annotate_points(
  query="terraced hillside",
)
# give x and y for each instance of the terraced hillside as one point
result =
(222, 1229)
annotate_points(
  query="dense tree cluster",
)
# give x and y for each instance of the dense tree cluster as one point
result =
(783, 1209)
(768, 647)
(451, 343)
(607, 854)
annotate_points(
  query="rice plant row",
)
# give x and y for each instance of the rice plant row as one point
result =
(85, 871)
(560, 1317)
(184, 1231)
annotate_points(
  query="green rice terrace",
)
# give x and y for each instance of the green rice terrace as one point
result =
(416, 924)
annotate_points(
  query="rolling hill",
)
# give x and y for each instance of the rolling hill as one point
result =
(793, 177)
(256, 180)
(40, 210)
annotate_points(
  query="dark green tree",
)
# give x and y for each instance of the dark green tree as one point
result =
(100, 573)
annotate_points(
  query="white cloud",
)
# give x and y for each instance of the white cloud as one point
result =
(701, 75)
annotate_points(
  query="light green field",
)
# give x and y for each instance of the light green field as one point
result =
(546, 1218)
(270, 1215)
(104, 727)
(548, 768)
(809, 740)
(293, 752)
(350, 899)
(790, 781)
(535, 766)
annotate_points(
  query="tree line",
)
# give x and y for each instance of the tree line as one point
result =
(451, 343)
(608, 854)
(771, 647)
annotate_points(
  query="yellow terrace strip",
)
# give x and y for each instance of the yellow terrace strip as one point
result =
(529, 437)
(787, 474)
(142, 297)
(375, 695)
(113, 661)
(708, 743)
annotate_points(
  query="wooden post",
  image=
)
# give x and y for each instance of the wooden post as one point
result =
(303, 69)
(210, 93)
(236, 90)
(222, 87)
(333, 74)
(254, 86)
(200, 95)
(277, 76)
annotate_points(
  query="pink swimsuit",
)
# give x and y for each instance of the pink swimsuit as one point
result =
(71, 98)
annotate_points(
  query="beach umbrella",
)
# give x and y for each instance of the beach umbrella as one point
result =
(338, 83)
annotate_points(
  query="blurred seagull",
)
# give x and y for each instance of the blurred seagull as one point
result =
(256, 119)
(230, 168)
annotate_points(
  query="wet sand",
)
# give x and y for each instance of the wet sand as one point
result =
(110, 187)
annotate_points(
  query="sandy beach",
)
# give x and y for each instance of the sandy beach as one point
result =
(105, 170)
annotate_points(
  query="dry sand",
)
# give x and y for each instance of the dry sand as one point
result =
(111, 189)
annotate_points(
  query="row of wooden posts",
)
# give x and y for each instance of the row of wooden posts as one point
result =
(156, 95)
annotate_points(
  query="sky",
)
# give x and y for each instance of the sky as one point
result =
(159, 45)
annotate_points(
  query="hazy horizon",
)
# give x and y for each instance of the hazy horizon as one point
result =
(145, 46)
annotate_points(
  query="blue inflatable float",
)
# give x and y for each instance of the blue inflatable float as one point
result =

+++

**Directive**
Copy out all of the records shown above exactly.

**In response**
annotate_points(
  query="terraced hillside",
)
# give x and y for each instance of the terraced hillside as one point
result =
(222, 1229)
annotate_points(
  query="dense tree cluster",
)
# give x and y for each instance of the dense tree cluster as one point
result =
(783, 1209)
(768, 647)
(451, 343)
(607, 854)
annotate_points(
  query="rice plant row",
)
# give x and y for each instance of the rice plant row as one point
result =
(85, 871)
(560, 1317)
(184, 1231)
annotate_points(
  query="green rice terrace",
)
# give x and y for each instance of the green rice terrace as one point
result =
(416, 924)
annotate_points(
  query="rolling hill",
)
# give x and y for each instance of the rolling hill as one point
result =
(793, 177)
(256, 180)
(40, 210)
annotate_points(
  query="dark green tree",
)
# give x and y for each instance of the dark green tree as one point
result =
(100, 573)
annotate_points(
  query="white cloud",
)
# give x and y for each instance of the white cloud as one point
result =
(701, 75)
annotate_points(
  query="light green field",
)
# give x and y for each instance of the light green field as one point
result =
(546, 1218)
(270, 1215)
(104, 727)
(548, 768)
(809, 740)
(293, 752)
(350, 899)
(790, 781)
(535, 766)
annotate_points(
  query="tree line",
)
# give x and y for each instance of the tree line as one point
result =
(451, 343)
(608, 854)
(771, 647)
annotate_points(
  query="yellow terrace strip",
)
# give x and y for each instance of the yellow terrace strip as one point
result =
(529, 437)
(787, 474)
(142, 297)
(375, 695)
(113, 661)
(708, 743)
annotate_points(
  query="wooden post",
  image=
)
# give x and y for each instance of the wooden post as one point
result =
(303, 69)
(210, 93)
(236, 90)
(222, 87)
(333, 74)
(254, 86)
(200, 95)
(277, 76)
annotate_points(
  query="pink swimsuit",
)
# give x and y for each instance of the pink swimsuit as one point
result =
(71, 98)
annotate_points(
  query="beach umbrella",
)
# give x and y for each instance of the beach umbrella as one point
result =
(338, 83)
annotate_points(
  query="blurred seagull",
)
# give x and y for each instance of the blurred seagull as one point
result =
(256, 119)
(230, 168)
annotate_points(
  query="wet sand",
)
# give x and y for each instance of the wet sand as one point
result =
(110, 187)
annotate_points(
  query="sandy beach",
)
# give x and y for each instance of the sandy beach as one point
result =
(105, 170)
annotate_points(
  query="dry sand",
)
# give x and y for each instance of the dry sand as one point
result =
(111, 189)
annotate_points(
  query="row of wooden posts",
)
# give x and y for each instance of the row of wooden posts as one point
result =
(156, 95)
annotate_points(
  query="sky",
)
# give x and y for each instance of the sky as one point
result =
(159, 45)
annotate_points(
  query="hazy horizon",
)
# give x and y for each instance of the hazy horizon as one point
result =
(145, 46)
annotate_points(
  query="blue inflatable float",
)
# give x and y for each instance of the blue inflatable float as one point
result =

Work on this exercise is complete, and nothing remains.